------ Text under study
Coming back to the presence of this place is like coming back to a very intense friend. I feel a powerful relationship with the places I love most--Indian Creek, Estes Park, Yosemite, Fremont Canyon. As with any relationship, there are moments of love and moments of hate. I feel the most intense relationship of all with Patagonia.

I first came to Patagonia five years ago, wanting desperately to climb the beautiful granite towers despite my almost complete lack of experience with snow, ice, and glaciers. After three months of the stormiest season in recent history, I'd gotten more experience than I wanted and only a few actual climbing days. Going home was a relief.

Bedraggled and worn out, I swore I'd never come back. But after one winter back in the States I started to miss the intensity and the raw power of Patagonia. Now I can't stop coming back here. A season in Patagonia is hell on your free-climbing fitness, but somehow it's always worth it.

Many people come here once and never want to return. Incessant wind and storms, days and days of load-carrying, being blown around glaciers, being cold and wet and never climbing, can all be torture for a motivated climber.

But the rare perfect days are surreal. And there's something humbling and incredibly moving about getting to know the spirit of Patagonia. Here, more than anywhere, I am forcibly reminded that nature is supreme. At home, technology, pollution and development seem to be rushing at me from all sides. Dean and I live nomadically in vehicles, and refuse to enter the age completely.

Yet there's no escaping the chaotic and unstoppable spill of "progress" as it crawls over the wild places we love, and over our freedom to roam in them. A new age is at hand in the States, with seemingly insane philosophies about how to "use" nature, accompanied by rules that will not allow a simple life.

I can't run alone in the mountains with my dog, yet construction crews daily plow through with tons of asphalt and gridwork to create more roads and RV camp spots in these places. Low impact use is forbidden, I guess because you can't charge as much for it.
------------
Task instructions>
(1) Write out the entire passage about Patagonia, word for word.
(2) In the rows below, update the lines from the start of the rows through the line containing "box: [13, 168, 598, 201]", both ends included, by replacing "SVG path" with "polygon list" and leaving everything else unchanged. Give only those lines, without the picture.
------ Task inputs
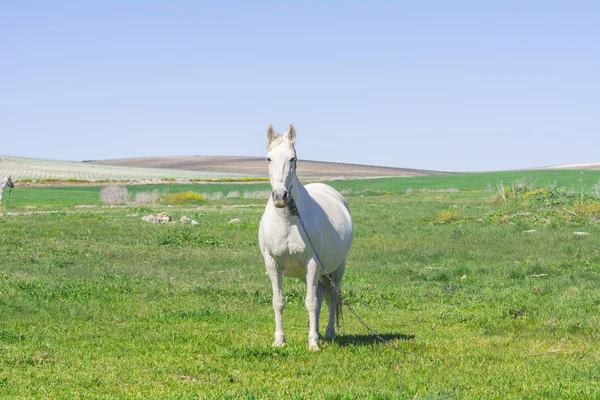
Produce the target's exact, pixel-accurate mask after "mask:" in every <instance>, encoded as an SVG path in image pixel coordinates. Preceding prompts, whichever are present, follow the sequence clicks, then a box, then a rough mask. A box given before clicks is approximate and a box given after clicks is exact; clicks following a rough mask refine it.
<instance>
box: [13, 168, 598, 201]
mask: <svg viewBox="0 0 600 400" xmlns="http://www.w3.org/2000/svg"><path fill="white" fill-rule="evenodd" d="M582 176H583V186H584V189H585V190H586V191H588V192H589V191H590V190H591V187H592V186H593V185H594V184H596V183H598V182H600V171H585V172H584V173H583V175H582V173H581V172H579V171H555V170H535V171H510V172H486V173H473V174H457V175H429V176H418V177H406V178H377V179H359V180H341V181H331V182H327V183H328V184H329V185H331V186H333V187H335V188H336V189H337V190H341V191H349V192H350V194H352V193H354V194H361V193H365V191H366V193H374V194H381V193H383V192H386V193H405V192H406V191H407V190H408V189H412V190H442V189H458V190H460V191H481V192H485V191H486V190H487V188H488V185H491V186H492V187H493V186H494V185H496V184H497V183H499V182H503V183H504V184H506V185H507V184H510V183H511V182H514V181H516V180H518V179H521V178H528V179H529V180H533V181H535V182H536V185H538V186H545V185H548V184H552V183H556V184H557V185H558V186H563V187H567V188H573V190H575V191H579V190H580V187H581V183H580V178H582ZM126 187H127V189H128V190H129V192H130V193H131V194H132V196H133V197H134V196H135V194H136V193H137V192H146V191H148V192H150V191H153V190H158V191H159V192H161V193H177V192H196V193H208V194H211V193H221V194H222V197H223V198H226V197H227V195H228V194H229V193H231V192H241V197H243V193H244V192H263V191H268V190H270V185H269V184H268V183H244V184H233V183H219V184H205V183H198V184H193V183H190V184H164V183H163V184H145V185H126ZM100 189H101V186H78V185H74V186H64V187H56V186H54V187H17V188H16V189H15V190H14V191H13V192H12V194H11V199H10V205H11V206H13V207H17V209H18V207H22V206H38V207H42V208H43V207H46V206H52V207H72V206H76V205H81V204H100V198H99V194H98V193H99V191H100ZM481 195H483V196H487V194H486V193H482V194H481ZM6 196H8V195H6ZM232 201H239V200H236V199H234V200H232ZM5 202H6V203H8V200H5Z"/></svg>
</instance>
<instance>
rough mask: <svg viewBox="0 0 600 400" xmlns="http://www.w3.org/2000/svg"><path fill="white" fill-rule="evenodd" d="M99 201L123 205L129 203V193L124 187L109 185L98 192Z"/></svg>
mask: <svg viewBox="0 0 600 400" xmlns="http://www.w3.org/2000/svg"><path fill="white" fill-rule="evenodd" d="M100 200H102V201H103V202H105V203H108V204H124V203H127V202H128V201H129V192H128V191H127V188H126V187H125V186H120V185H109V186H106V187H103V188H102V189H101V190H100Z"/></svg>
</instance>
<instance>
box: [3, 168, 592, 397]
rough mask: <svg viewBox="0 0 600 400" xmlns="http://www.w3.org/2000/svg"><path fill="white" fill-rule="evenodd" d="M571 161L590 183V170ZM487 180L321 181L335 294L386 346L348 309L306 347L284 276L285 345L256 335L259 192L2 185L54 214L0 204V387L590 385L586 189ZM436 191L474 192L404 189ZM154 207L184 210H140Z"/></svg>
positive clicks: (213, 396) (265, 283)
------------
Numbered responses>
(1)
Coming back to the presence of this place is like coming back to a very intense friend. I feel a powerful relationship with the places I love most--Indian Creek, Estes Park, Yosemite, Fremont Canyon. As with any relationship, there are moments of love and moments of hate. I feel the most intense relationship of all with Patagonia.

I first came to Patagonia five years ago, wanting desperately to climb the beautiful granite towers despite my almost complete lack of experience with snow, ice, and glaciers. After three months of the stormiest season in recent history, I'd gotten more experience than I wanted and only a few actual climbing days. Going home was a relief.

Bedraggled and worn out, I swore I'd never come back. But after one winter back in the States I started to miss the intensity and the raw power of Patagonia. Now I can't stop coming back here. A season in Patagonia is hell on your free-climbing fitness, but somehow it's always worth it.

Many people come here once and never want to return. Incessant wind and storms, days and days of load-carrying, being blown around glaciers, being cold and wet and never climbing, can all be torture for a motivated climber.

But the rare perfect days are surreal. And there's something humbling and incredibly moving about getting to know the spirit of Patagonia. Here, more than anywhere, I am forcibly reminded that nature is supreme. At home, technology, pollution and development seem to be rushing at me from all sides. Dean and I live nomadically in vehicles, and refuse to enter the age completely.

Yet there's no escaping the chaotic and unstoppable spill of "progress" as it crawls over the wild places we love, and over our freedom to roam in them. A new age is at hand in the States, with seemingly insane philosophies about how to "use" nature, accompanied by rules that will not allow a simple life.

I can't run alone in the mountains with my dog, yet construction crews daily plow through with tons of asphalt and gridwork to create more roads and RV camp spots in these places. Low impact use is forbidden, I guess because you can't charge as much for it.

(2)
Produce the target's exact, pixel-accurate mask after "mask:" in every <instance>, encoded as an polygon list in image pixel coordinates. Preceding prompts, whichever are present, follow the sequence clicks, then a box, then a rough mask. A box given before clicks is approximate and a box given after clicks is exact; clicks following a rough mask refine it.
<instance>
box: [13, 168, 598, 201]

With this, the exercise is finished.